O’Casaigh buys 90% interest in Early Voting after fertility recovery
Dr. Padraig O’Casaigh bought 90% of Early Voting after restoring the Preakness winner’s fertility. Taylor Made kept him at $12,500 as his first crop kept selling.

Dr. Padraig O’Casaigh bought a 90% interest in Early Voting after helping restore the Preakness winner’s fertility, giving the international reproduction specialist a majority stake in one of Taylor Made’s most closely watched young stallions. Taylor Made kept the son of Gun Runner at $12,500 S&N and standing near Nicholasville, Kentucky, where his first-crop market has already started to build.
The deal grew out of a difficult first chapter at stud. Early Voting bred 191 mares in his first season, then showed fertility problems and was diagnosed with anejaculatory syndrome, a rare condition in which a stallion can show normal libido but cannot ejaculate. O’Casaigh, whose work includes veterinary medicine and academic research at the University of Auckland, treated the horse with chaperone protein therapy and restored his reproductive viability. By the next season, Early Voting was getting 86% of mares in foal, and Taylor Made’s 2025 listing put his fertility rate at 89%.

(WORK INSTRUCTIONS)
(a) In the article on Early Voting, what was the stallion diagnosed with?
(b) Which percentage figures appear in the article on Early Voting? List each one once.
(c) Retype the stretch of the Early Voting article from "Dr. Padraig O’Casaigh bought a" through "started to build.".

(DATA PROVIDED)
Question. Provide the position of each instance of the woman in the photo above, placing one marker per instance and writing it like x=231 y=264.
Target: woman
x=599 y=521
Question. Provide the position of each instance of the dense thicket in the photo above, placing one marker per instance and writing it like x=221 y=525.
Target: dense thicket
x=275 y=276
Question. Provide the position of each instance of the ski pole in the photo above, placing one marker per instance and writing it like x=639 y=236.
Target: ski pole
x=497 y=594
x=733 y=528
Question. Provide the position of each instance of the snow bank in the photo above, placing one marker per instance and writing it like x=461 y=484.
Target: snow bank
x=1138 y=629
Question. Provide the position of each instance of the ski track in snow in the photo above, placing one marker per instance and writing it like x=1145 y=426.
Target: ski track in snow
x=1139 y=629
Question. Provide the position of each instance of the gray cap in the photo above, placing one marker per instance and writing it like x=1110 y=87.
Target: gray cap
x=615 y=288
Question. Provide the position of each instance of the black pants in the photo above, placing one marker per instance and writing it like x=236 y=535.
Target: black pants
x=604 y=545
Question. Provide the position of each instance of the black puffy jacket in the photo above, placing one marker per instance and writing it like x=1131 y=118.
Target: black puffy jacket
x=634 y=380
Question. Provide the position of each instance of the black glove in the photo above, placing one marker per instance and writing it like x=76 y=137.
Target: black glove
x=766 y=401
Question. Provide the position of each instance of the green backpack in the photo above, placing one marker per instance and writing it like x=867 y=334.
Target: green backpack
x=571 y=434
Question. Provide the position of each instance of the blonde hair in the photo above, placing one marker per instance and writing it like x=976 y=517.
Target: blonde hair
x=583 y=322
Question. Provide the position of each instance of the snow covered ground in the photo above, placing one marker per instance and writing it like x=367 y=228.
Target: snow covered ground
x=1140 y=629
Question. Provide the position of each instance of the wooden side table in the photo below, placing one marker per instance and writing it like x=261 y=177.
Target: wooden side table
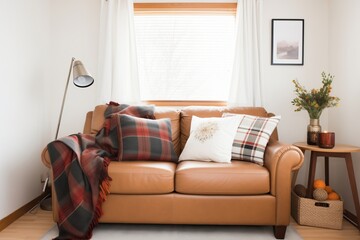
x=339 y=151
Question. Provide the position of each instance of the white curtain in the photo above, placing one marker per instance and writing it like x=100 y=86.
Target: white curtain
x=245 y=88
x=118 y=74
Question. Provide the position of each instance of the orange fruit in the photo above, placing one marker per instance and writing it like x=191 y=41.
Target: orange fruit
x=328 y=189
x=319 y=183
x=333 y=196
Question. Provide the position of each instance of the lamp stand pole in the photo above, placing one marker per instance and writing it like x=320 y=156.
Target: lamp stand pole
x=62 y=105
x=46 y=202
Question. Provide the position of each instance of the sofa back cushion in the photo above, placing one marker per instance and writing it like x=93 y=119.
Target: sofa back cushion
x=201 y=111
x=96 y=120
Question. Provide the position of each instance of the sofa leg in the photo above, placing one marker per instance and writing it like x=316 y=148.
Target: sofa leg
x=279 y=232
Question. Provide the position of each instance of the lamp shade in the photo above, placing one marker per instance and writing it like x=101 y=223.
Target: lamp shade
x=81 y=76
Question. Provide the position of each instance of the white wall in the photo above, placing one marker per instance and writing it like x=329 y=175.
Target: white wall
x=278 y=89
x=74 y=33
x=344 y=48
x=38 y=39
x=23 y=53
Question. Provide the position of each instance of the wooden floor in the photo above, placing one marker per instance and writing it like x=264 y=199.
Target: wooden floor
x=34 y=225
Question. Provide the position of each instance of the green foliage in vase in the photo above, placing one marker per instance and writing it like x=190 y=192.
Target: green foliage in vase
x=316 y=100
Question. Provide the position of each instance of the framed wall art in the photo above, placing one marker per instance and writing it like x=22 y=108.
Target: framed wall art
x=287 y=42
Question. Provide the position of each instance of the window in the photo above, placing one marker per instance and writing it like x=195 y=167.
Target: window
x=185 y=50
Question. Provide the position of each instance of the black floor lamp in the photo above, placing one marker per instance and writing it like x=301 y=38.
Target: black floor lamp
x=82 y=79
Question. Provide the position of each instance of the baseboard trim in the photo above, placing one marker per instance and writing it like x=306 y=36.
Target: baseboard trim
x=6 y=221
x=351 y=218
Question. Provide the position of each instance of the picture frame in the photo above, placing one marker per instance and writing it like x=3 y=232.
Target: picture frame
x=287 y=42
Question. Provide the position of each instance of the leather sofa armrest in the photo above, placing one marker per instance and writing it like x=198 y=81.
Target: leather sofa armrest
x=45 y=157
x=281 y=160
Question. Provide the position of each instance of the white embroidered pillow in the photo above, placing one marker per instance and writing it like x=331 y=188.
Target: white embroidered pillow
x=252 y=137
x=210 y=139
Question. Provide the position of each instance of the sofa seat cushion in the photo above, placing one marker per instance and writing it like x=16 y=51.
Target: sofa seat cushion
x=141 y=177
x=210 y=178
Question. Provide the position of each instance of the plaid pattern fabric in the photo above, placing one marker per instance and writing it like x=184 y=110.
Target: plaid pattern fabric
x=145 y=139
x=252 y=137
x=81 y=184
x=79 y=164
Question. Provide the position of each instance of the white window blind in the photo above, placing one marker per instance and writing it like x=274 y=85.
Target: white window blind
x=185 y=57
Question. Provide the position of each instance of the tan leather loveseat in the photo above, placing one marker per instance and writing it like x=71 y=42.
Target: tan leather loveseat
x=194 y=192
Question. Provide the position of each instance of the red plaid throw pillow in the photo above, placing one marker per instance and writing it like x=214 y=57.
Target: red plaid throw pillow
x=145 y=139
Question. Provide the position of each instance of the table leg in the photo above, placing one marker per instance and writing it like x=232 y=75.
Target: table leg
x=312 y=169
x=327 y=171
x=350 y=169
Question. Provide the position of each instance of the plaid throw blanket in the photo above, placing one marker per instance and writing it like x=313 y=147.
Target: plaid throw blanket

(WRITTEN RESPONSES)
(a) Anejaculatory syndrome

(b) 90%, 86%, 89%

(c)
Dr. Padraig O’Casaigh bought a 90% interest in Early Voting after helping restore the Preakness winner’s fertility, giving the international reproduction specialist a majority stake in one of Taylor Made’s most closely watched young stallions. Taylor Made kept the son of Gun Runner at $12,500 S&N and standing near Nicholasville, Kentucky, where his first-crop market has already started to build.